• Data:
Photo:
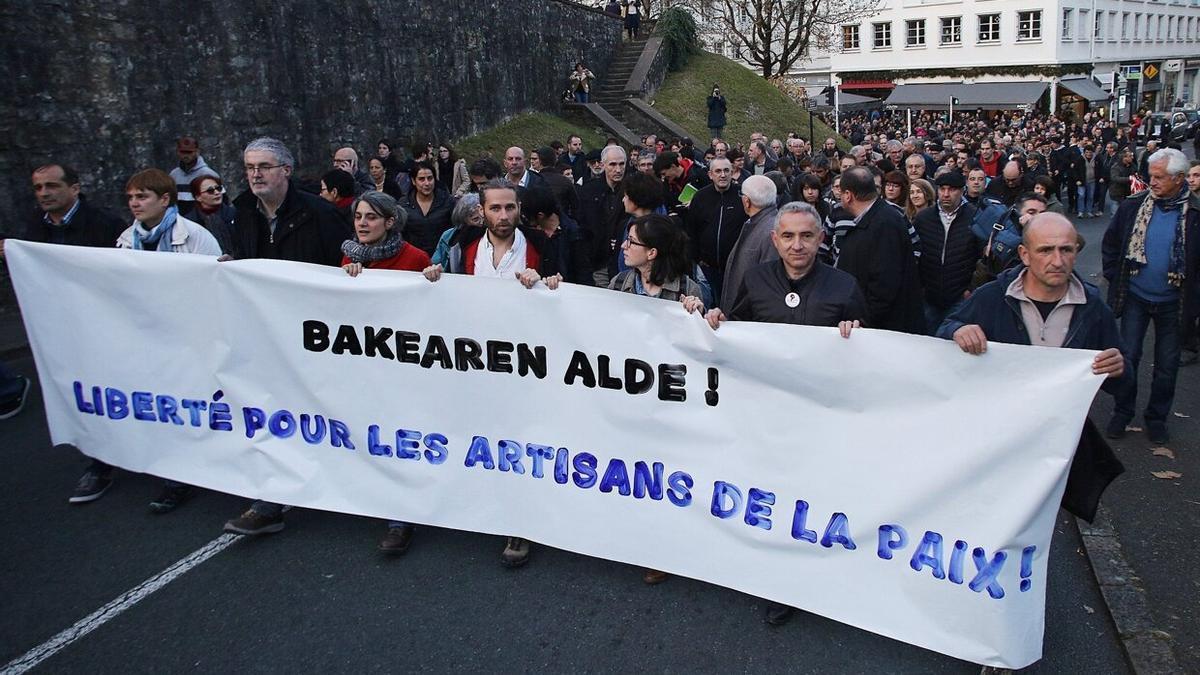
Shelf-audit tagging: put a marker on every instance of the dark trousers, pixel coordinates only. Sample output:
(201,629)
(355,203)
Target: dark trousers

• Exercise aim: Can you print the text of every entry above word for word, leaving out the pictures?

• Answer to the exercise:
Photo:
Shelf-audit tagging: put a marker on every instance of the dark trousers, pixel coordinates only. Sample output:
(201,629)
(355,203)
Target: dark trousers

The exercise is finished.